EXERCISE REQUIREMENTS:
The lines to copy from the data below are those that hold the string "mountain".

DATA FOR THE TASK:
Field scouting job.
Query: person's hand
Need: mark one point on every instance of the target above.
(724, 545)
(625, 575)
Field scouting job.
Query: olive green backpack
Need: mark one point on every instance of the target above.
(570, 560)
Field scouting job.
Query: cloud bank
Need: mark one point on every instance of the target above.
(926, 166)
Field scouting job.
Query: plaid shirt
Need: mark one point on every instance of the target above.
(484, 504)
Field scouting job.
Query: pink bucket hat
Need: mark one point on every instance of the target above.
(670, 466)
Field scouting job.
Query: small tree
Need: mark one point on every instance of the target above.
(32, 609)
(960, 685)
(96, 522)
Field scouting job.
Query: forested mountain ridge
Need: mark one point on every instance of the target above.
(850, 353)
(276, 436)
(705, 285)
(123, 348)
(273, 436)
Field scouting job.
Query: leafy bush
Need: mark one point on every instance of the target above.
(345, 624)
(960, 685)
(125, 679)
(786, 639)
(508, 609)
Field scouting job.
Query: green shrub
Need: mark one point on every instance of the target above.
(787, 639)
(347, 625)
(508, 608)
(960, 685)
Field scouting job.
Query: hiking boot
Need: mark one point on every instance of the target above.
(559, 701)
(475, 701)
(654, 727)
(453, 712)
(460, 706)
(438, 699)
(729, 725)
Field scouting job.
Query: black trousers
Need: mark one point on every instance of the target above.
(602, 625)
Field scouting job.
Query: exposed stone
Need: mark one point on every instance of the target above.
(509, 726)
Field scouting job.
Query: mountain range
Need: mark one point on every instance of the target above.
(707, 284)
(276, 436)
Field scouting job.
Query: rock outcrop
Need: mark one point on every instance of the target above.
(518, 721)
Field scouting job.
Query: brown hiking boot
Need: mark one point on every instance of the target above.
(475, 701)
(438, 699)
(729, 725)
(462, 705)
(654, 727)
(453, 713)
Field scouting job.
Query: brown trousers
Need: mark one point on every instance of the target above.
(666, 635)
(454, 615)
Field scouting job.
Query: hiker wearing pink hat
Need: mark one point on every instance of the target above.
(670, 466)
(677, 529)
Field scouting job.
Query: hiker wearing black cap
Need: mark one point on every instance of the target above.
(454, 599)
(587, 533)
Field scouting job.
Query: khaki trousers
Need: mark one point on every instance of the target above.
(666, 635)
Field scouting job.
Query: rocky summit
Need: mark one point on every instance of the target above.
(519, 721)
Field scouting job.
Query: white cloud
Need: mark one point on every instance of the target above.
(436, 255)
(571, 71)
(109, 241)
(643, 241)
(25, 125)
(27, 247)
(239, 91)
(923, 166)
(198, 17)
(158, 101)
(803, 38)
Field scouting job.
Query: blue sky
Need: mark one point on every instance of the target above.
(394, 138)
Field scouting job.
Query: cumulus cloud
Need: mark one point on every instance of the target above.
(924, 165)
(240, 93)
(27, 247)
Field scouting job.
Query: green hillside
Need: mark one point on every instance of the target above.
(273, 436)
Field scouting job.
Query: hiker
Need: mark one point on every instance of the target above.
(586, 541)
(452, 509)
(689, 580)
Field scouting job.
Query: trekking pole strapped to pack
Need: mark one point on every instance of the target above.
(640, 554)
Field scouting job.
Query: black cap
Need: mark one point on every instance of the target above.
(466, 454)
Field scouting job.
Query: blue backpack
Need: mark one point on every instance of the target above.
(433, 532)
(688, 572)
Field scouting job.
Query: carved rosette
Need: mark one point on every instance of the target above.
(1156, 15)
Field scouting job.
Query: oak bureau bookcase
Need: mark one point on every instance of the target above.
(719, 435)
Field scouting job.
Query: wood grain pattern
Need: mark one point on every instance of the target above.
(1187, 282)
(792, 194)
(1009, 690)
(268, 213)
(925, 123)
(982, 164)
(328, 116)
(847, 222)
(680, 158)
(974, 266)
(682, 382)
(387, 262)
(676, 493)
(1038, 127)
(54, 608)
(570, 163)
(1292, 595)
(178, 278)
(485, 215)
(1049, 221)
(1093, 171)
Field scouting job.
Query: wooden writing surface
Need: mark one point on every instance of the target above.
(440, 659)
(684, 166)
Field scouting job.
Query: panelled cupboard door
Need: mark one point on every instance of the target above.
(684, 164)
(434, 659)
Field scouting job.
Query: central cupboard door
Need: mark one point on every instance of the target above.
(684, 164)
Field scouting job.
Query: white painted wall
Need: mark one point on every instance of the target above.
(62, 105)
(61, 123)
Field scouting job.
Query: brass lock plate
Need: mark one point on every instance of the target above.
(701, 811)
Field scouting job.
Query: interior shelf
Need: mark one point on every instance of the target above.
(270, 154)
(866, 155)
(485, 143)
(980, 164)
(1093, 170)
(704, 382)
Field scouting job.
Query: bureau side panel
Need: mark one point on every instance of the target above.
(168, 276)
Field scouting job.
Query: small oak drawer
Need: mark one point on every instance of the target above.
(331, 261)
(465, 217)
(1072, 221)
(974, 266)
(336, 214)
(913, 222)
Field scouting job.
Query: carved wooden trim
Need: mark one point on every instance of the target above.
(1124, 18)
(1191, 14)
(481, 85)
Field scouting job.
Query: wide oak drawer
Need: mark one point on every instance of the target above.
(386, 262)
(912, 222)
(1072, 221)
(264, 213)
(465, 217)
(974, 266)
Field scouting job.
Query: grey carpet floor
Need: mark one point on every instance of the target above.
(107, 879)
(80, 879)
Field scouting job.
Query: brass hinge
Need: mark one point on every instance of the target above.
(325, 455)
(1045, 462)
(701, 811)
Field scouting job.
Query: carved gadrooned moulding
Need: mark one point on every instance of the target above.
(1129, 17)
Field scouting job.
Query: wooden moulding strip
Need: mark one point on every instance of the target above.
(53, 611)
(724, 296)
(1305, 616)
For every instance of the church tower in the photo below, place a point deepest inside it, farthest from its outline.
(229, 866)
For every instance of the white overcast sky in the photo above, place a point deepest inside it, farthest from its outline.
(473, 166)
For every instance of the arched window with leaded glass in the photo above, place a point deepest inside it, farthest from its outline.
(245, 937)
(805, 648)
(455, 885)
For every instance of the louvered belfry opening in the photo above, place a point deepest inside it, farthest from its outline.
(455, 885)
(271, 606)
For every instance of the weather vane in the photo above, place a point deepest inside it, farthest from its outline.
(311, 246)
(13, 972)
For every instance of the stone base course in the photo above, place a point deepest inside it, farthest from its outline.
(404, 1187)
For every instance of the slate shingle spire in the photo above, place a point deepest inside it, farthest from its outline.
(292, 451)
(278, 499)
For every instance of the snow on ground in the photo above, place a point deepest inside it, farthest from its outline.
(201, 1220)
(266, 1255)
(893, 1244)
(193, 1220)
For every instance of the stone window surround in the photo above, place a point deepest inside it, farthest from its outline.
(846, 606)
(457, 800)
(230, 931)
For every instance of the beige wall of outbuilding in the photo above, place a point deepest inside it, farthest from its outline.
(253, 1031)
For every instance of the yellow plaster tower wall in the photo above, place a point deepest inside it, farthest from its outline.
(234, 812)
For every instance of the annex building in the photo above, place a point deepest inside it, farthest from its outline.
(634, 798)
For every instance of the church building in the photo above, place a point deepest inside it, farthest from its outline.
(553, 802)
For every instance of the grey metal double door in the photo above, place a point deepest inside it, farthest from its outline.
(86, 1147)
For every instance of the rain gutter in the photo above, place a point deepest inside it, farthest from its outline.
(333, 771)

SOLUTION FOR THIS EXERCISE:
Query: forested mountain ridge
Query: mountain range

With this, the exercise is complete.